The process of filling the new seats, and the vacancy created by the recent death of Judge Cassandra Lopez-Shaw, is underway.

Those wishing to succeed Lopez-Shaw must submit their applications, or confirm their continued interest, if they previously applied for a judicial position, by March 21. An appointment could be announced by the end of this month or early April.

“We will do everything we can to move as quickly as possible to fill this vacancy,” press secretary Mike Faulk said in an email.

Superior Court judges handle felony criminal cases, juvenile cases and a wide range of civil cases.

Candidates for the new seat must submit applications by April 4. Appointments could be announced ahead of July 1, which is when the state’s portion of funding would become available.

Funding for the state’s share of first-year costs, $341,000, is in the supplemental budget approved Thursday by lawmakers.

In Washington, the state pays half the salary and all of the benefits for each judicial position. Counties must pony up half the salary and cover costs of office expenses and court staff.

## Data
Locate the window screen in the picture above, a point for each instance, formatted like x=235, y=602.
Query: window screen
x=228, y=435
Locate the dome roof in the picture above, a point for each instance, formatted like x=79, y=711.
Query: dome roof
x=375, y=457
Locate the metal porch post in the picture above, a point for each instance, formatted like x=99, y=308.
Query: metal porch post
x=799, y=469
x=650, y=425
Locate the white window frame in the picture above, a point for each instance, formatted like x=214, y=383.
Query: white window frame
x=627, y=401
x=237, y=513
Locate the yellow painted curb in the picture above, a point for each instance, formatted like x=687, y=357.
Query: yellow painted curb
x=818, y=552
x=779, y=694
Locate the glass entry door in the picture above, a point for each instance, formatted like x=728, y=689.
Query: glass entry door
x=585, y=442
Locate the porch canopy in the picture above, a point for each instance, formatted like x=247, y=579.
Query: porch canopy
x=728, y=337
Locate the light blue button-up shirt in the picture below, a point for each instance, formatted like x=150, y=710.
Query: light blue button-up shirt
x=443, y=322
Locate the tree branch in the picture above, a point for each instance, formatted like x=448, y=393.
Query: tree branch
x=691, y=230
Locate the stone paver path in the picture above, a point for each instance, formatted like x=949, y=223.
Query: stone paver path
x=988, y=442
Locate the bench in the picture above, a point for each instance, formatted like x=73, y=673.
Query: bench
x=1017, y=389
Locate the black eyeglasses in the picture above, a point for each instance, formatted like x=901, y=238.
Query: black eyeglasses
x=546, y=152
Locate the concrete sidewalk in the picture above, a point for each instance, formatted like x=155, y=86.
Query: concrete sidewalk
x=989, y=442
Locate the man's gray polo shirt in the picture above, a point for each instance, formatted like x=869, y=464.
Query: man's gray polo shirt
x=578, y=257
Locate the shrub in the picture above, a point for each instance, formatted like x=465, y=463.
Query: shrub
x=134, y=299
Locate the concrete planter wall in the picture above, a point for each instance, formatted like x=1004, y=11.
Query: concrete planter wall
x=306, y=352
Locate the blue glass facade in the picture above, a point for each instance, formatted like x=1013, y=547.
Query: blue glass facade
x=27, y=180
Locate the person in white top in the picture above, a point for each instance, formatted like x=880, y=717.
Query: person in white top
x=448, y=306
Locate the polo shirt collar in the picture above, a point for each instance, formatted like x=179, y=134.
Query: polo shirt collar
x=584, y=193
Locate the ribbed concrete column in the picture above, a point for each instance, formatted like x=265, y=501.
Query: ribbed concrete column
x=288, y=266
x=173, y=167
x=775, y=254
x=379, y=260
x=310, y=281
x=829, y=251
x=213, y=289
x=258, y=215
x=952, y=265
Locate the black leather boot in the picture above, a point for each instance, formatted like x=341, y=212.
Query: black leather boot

## Instruction 1
Answer these questions from the article on the Superior Court openings:
(a) By what date must people seeking to succeed Lopez-Shaw apply or confirm their interest?
(b) What kinds of cases do Superior Court judges handle?
(c) How much is the state's share of first-year costs?
## Instruction 2
Carry on the article on the Superior Court openings from its last sentence.
The material is separate from the article on the Superior Court openings.

## Written reply 1
(a) March 21.
(b) Felony criminal cases, juvenile cases and a wide range of civil cases.
(c) $341,000.

## Written reply 2
The salary for a Superior Court judge will be $203,169, with annual benefits of $69,077. That works out to $341,324 for the state fiscal year that begins July 1.

Snohomish County expects its annual tab will be around $1 million. That tally accounts for its share of salaries for the two judges, plus the wages of a court reporter, law clerk and two judicial assistants for each judge.

The number of Superior Court judges in each county is set by statute. Any changes are made by the Legislature based on recommendations from the Board for Judicial Administration. That panel draws its recommendation from an annual analysis of the workload of each Municipal and Superior Court, done by the Administrative Office of the Courts.

In 2020, the analysis showed Snohomish County needed about 1½ more judges.